ÉNONCÉ A: Recopiez à l'identique les lignes des données enregistrées, de la première jusqu'à celle qui contient « (514, 374), (527, 417) », les deux incluses. N'incluez pas les images dans votre réponse.

EXTRAIT FOURNI:
....

La requérante, révoquée de ses fonctions de président administrateur délégué d’une S.A.M., avait saisi le Tribunal de première instance aux fins d’obtenir la condamnation de la société au paiement de diverses sommes aux titres du solde d'indemnités, de remboursement de frais de déplacement et d'hébergement ainsi que de diverses commissions, rétrocessions et dommages-intérêts pour résistance abusive. Par jugement du 21 décembre 2017, la requérante avait obtenu condamnation de la société à lui payer ses frais de déplacement et d'hébergement avancés pour sa constitution, mais avait été déboutée de ses autres demandes.

La requérante avait parallèlement saisi la Présidente du Tribunal de première instance d’une requête aux fins de compulsoire, afin d’obtenir la désignation d’un huissier de justice pour se rendre dans les locaux de cinq organismes, afin de se faire remettre divers documents, requête rejetée le 30 mars 2018 aux motifs que la juridiction de fond était déjà saisie du litige et que le principe de loyauté des débats ainsi que les impératifs du procès équitable faisaient obstacle à l’engagement d’une procédure non contradictoire. La Cour d’appel confirma cette décision le 4 juin 2018, aux mêmes motifs et considérant que la demande de production de pièces n’apparaissait pas suffisamment précise et pertinente pour la manifestation de la vérité.

Dans le cadre de la procédure au fond, la Cour d'appel par arrêt sur incident avant-dire-droit du 22 janvier 2019 rejetait l’exception de communication de pièces de la requérante, et par arrêt au fond du 29 septembre 2020 la déboutait de sa demande de remboursement des frais de déplacement et d'hébergement avancés pour sa constitution et des frais professionnels invoqués, considérant que les documents produits par la requérante à l’appui de ses demandes de rémunérations complémentaires n’étaient pas suffisamment probants, et déboutait les parties de leurs demandes de dommages-intérêts pour procédure et résistance abusives.

....

Données enregistrées
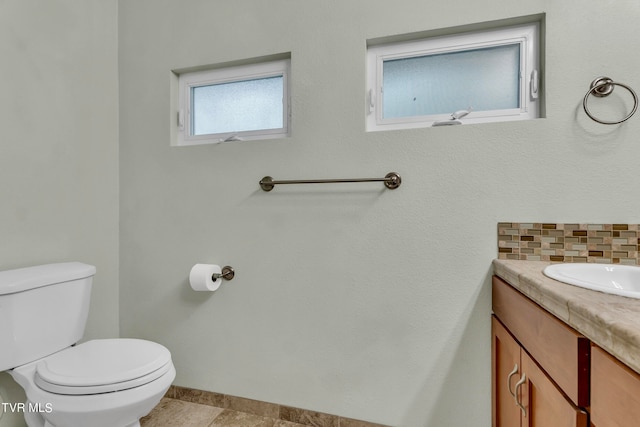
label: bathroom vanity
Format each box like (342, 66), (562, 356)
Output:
(492, 260), (640, 427)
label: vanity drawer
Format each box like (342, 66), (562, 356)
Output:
(493, 276), (591, 407)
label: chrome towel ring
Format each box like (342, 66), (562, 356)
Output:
(582, 77), (638, 125)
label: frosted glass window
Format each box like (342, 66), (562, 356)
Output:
(176, 59), (290, 145)
(191, 76), (284, 135)
(383, 44), (520, 118)
(366, 23), (542, 131)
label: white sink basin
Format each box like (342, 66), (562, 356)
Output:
(543, 263), (640, 299)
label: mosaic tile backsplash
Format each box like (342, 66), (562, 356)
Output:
(498, 222), (640, 265)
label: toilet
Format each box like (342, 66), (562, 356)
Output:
(0, 262), (176, 427)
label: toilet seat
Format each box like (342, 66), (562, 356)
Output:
(34, 339), (173, 395)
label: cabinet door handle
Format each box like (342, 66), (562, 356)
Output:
(507, 363), (518, 401)
(514, 374), (527, 417)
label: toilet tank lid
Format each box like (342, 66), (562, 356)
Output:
(0, 262), (96, 295)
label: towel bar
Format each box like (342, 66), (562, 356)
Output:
(260, 172), (402, 191)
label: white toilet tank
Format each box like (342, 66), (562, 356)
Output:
(0, 262), (96, 372)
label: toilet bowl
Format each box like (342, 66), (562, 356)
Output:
(0, 263), (176, 427)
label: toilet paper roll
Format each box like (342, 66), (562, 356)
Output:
(189, 264), (222, 292)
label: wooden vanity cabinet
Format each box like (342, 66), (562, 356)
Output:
(492, 277), (592, 427)
(590, 345), (640, 427)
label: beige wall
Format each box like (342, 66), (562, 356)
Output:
(120, 0), (640, 426)
(120, 0), (640, 426)
(0, 0), (640, 427)
(0, 0), (119, 427)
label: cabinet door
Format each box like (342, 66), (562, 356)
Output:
(491, 316), (522, 427)
(517, 351), (588, 427)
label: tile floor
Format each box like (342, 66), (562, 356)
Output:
(140, 397), (308, 427)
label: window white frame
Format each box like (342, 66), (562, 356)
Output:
(176, 59), (291, 145)
(366, 23), (540, 131)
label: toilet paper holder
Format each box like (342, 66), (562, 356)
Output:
(211, 265), (236, 281)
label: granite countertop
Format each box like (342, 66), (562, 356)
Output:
(493, 259), (640, 374)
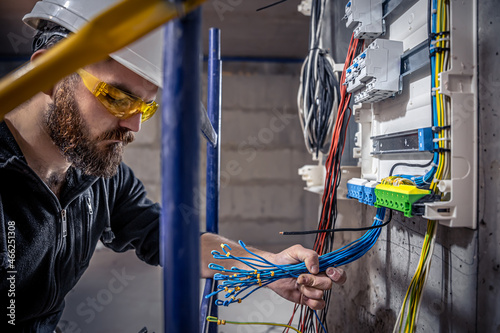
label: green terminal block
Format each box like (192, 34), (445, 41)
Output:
(375, 184), (431, 217)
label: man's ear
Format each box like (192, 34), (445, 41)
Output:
(30, 49), (54, 97)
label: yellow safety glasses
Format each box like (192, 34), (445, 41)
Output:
(76, 68), (158, 122)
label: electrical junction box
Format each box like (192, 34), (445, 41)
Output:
(346, 0), (478, 229)
(344, 0), (384, 39)
(345, 39), (403, 103)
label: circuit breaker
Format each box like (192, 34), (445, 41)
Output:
(345, 39), (403, 104)
(300, 0), (478, 229)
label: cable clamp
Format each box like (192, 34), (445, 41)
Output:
(429, 31), (450, 39)
(431, 125), (451, 133)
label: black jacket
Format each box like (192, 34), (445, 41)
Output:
(0, 122), (160, 332)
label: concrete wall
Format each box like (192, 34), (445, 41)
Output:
(329, 1), (500, 332)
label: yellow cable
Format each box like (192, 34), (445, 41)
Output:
(0, 0), (206, 120)
(207, 316), (302, 333)
(394, 0), (449, 333)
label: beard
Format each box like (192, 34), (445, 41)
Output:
(44, 76), (134, 178)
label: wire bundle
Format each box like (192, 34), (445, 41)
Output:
(205, 208), (385, 308)
(290, 34), (363, 332)
(297, 0), (338, 157)
(394, 0), (450, 332)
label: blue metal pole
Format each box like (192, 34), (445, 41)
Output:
(206, 28), (222, 233)
(160, 9), (201, 333)
(200, 28), (222, 333)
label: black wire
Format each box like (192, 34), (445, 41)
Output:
(256, 0), (287, 12)
(280, 209), (392, 236)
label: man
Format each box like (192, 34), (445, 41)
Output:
(0, 0), (345, 332)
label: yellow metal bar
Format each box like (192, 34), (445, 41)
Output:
(0, 0), (206, 120)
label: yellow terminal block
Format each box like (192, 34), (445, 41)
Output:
(375, 183), (431, 217)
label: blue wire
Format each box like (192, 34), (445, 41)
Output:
(314, 310), (328, 333)
(205, 208), (385, 306)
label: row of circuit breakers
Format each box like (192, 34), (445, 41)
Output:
(299, 0), (477, 228)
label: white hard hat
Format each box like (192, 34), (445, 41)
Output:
(23, 0), (163, 88)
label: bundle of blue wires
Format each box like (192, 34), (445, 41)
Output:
(205, 208), (385, 306)
(399, 0), (439, 187)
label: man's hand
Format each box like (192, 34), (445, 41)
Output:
(267, 245), (347, 310)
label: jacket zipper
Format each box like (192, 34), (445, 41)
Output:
(61, 209), (68, 239)
(82, 197), (94, 263)
(47, 208), (68, 311)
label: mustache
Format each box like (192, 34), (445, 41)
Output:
(98, 127), (135, 145)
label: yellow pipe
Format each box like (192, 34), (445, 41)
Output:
(0, 0), (206, 120)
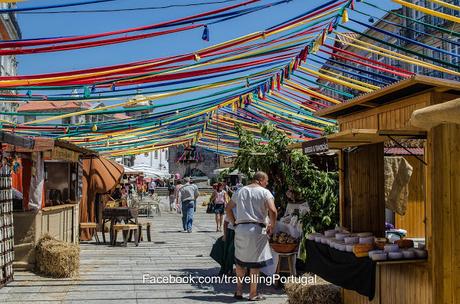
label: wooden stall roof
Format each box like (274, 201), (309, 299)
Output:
(315, 75), (460, 119)
(288, 129), (426, 150)
(54, 139), (99, 155)
(0, 131), (34, 149)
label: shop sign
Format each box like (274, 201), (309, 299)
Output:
(302, 137), (329, 155)
(44, 147), (80, 163)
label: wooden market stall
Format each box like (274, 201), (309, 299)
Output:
(10, 138), (96, 268)
(0, 131), (34, 287)
(298, 75), (460, 304)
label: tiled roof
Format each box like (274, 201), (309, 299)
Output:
(17, 101), (91, 112)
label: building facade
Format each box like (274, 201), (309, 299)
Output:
(169, 146), (220, 178)
(0, 3), (21, 122)
(132, 148), (169, 173)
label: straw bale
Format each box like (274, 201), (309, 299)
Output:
(36, 235), (80, 278)
(284, 273), (342, 304)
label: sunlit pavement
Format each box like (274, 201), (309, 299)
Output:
(0, 196), (287, 304)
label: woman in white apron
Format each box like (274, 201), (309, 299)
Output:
(226, 172), (277, 301)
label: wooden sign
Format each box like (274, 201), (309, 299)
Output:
(43, 147), (80, 163)
(302, 137), (329, 155)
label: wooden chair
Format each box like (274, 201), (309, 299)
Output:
(138, 222), (152, 242)
(80, 223), (101, 244)
(112, 224), (139, 247)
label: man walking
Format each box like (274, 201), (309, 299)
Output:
(149, 178), (157, 196)
(179, 177), (200, 233)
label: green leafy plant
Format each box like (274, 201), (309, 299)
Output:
(234, 123), (338, 256)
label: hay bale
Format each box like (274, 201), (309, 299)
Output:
(36, 235), (80, 278)
(284, 273), (342, 304)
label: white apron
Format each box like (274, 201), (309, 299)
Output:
(235, 224), (272, 268)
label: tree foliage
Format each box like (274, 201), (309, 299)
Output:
(235, 123), (338, 233)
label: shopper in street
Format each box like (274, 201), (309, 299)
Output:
(174, 180), (182, 213)
(211, 183), (230, 231)
(149, 178), (157, 195)
(168, 180), (176, 211)
(226, 171), (277, 301)
(179, 177), (200, 233)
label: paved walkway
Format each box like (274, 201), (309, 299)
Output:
(0, 198), (286, 304)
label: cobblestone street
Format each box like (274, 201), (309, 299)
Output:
(0, 198), (286, 304)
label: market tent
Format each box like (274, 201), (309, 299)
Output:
(80, 157), (124, 240)
(130, 165), (171, 178)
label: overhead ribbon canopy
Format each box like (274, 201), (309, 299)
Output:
(0, 0), (460, 156)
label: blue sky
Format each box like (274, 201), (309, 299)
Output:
(18, 0), (398, 75)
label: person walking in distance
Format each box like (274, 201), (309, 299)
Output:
(211, 183), (230, 231)
(149, 178), (157, 196)
(168, 180), (176, 211)
(174, 180), (182, 213)
(179, 177), (200, 233)
(225, 171), (277, 301)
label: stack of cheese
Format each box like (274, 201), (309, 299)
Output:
(307, 228), (427, 261)
(369, 239), (428, 261)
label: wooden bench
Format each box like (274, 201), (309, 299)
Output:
(138, 222), (152, 242)
(80, 223), (101, 244)
(112, 224), (139, 247)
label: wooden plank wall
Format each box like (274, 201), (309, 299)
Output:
(395, 156), (426, 238)
(345, 143), (385, 236)
(339, 93), (432, 131)
(342, 263), (433, 304)
(428, 124), (460, 304)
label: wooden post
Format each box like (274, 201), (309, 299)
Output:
(429, 124), (460, 304)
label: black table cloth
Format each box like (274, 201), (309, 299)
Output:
(302, 240), (376, 300)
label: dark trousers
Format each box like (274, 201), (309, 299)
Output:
(182, 201), (195, 231)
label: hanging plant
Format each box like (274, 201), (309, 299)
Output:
(234, 123), (339, 256)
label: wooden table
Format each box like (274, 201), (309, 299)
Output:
(102, 207), (139, 244)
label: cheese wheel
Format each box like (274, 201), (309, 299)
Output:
(353, 244), (374, 257)
(395, 239), (414, 249)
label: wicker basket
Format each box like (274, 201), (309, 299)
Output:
(270, 243), (299, 253)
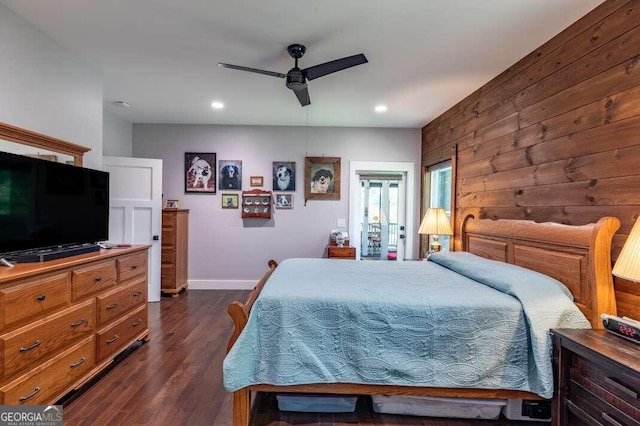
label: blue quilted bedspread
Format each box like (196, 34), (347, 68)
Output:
(224, 252), (590, 398)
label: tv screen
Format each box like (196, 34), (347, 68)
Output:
(0, 152), (109, 253)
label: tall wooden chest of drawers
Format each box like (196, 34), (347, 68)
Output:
(552, 330), (640, 426)
(160, 209), (189, 297)
(0, 245), (149, 405)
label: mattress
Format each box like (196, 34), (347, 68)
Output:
(223, 253), (590, 398)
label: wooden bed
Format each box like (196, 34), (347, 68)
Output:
(227, 215), (620, 426)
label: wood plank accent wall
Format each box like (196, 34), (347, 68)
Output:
(422, 0), (640, 319)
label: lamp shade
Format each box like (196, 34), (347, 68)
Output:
(612, 218), (640, 282)
(418, 208), (453, 235)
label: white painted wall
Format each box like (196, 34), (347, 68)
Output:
(133, 124), (420, 288)
(102, 110), (133, 157)
(0, 6), (102, 169)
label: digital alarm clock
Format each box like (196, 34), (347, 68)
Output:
(600, 314), (640, 345)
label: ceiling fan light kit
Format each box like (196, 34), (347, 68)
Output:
(218, 43), (369, 106)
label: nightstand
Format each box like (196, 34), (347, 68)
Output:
(327, 246), (356, 260)
(552, 329), (640, 426)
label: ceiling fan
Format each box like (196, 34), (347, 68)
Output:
(218, 44), (369, 106)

....

ÉNONCÉ B: Restituez mot pour mot l'extrait fourni, de « La requérante avait parallèlement » à « de la vérité. ».

RÉPONSE ATTENDUE A:
label: bathroom vanity
Format each box like (342, 66), (562, 356)
Output:
(492, 260), (640, 427)
label: vanity drawer
Format each box like (342, 66), (562, 356)
Output:
(493, 276), (591, 407)
label: chrome towel ring
Format each box like (342, 66), (562, 356)
Output:
(582, 77), (638, 125)
label: frosted glass window
Format each box like (342, 66), (562, 356)
Output:
(176, 59), (290, 145)
(191, 76), (284, 135)
(383, 44), (520, 118)
(366, 23), (542, 131)
label: white sink basin
Format each box like (342, 66), (562, 356)
Output:
(543, 263), (640, 299)
label: mosaic tile backsplash
Format each box like (342, 66), (562, 356)
Output:
(498, 222), (640, 265)
label: toilet
Format each box like (342, 66), (562, 356)
Output:
(0, 262), (176, 427)
label: toilet seat
Format each box like (342, 66), (562, 356)
Output:
(34, 339), (173, 395)
label: cabinet door handle
Format each box like (342, 66), (562, 356)
Output:
(507, 363), (518, 401)
(514, 374), (527, 417)

RÉPONSE ATTENDUE B:
La requérante avait parallèlement saisi la Présidente du Tribunal de première instance d’une requête aux fins de compulsoire, afin d’obtenir la désignation d’un huissier de justice pour se rendre dans les locaux de cinq organismes, afin de se faire remettre divers documents, requête rejetée le 30 mars 2018 aux motifs que la juridiction de fond était déjà saisie du litige et que le principe de loyauté des débats ainsi que les impératifs du procès équitable faisaient obstacle à l’engagement d’une procédure non contradictoire. La Cour d’appel confirma cette décision le 4 juin 2018, aux mêmes motifs et considérant que la demande de production de pièces n’apparaissait pas suffisamment précise et pertinente pour la manifestation de la vérité.